Input records:
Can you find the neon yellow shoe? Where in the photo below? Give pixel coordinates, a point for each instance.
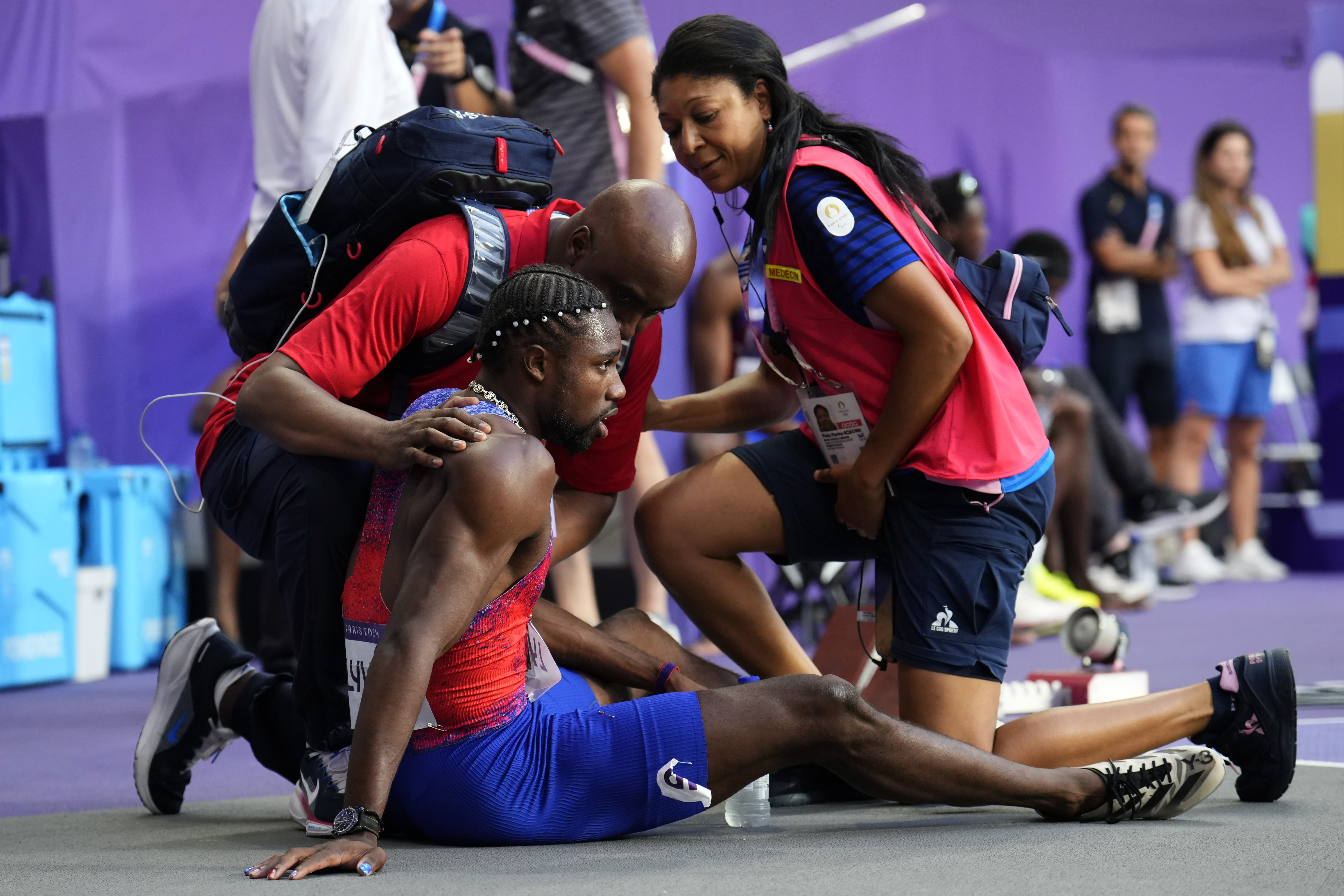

...

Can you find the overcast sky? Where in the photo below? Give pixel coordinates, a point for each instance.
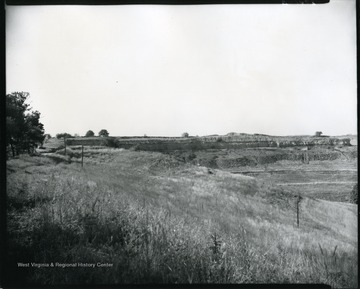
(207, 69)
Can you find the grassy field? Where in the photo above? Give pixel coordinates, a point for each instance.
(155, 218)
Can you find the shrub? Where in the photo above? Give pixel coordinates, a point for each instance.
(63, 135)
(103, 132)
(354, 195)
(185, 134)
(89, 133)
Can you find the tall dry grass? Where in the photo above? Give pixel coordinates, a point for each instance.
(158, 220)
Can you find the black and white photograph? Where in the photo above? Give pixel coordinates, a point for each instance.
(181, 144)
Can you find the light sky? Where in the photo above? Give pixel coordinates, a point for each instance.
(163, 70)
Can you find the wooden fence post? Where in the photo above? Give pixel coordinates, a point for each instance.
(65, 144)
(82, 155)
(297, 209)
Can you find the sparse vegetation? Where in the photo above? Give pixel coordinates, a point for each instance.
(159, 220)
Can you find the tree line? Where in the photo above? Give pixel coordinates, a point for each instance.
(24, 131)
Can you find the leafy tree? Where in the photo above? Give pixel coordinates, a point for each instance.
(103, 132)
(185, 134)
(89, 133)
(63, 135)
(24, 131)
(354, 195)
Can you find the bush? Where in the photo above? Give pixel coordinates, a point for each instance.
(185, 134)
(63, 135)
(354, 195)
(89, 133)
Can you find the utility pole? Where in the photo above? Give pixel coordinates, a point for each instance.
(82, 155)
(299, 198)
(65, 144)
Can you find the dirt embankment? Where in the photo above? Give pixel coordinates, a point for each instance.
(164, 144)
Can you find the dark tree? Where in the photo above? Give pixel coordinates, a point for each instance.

What the exercise asks: Among the entries above, copy exactly only the lines starting with the one containing "Can you find the wooden" and going through the one containing "Can you find the dark", both ends included.

Your solution:
Can you find the wooden fence post? Where in the photo above? Give pixel coordinates, a point for each instance.
(65, 144)
(82, 155)
(297, 209)
Can you find the sparse vegetation? Where in the photo above? Give pixel coordinates, a point for each instance.
(159, 220)
Can you find the tree line? Where in the photo above? Give pixel coordinates, a point for each instance.
(24, 131)
Can you find the leafy tree? Where in the photo above? Give pixel coordinates, a point for each instance.
(103, 132)
(185, 134)
(89, 133)
(63, 135)
(24, 131)
(354, 195)
Can you find the bush? Where in the photo above? Give pixel coordinates, a point for each instance.
(185, 134)
(63, 135)
(354, 195)
(89, 133)
Can you find the utility pole? Where in the photo above? Give pixel coordinates, a point for each instance.
(82, 155)
(299, 198)
(65, 144)
Can you find the dirt embankment? Where in the photo above? Give pixel coordinates, a point for each instance.
(164, 144)
Can you find the dark tree? Where in the photo above? Give pixel coordinates, a point for each instance.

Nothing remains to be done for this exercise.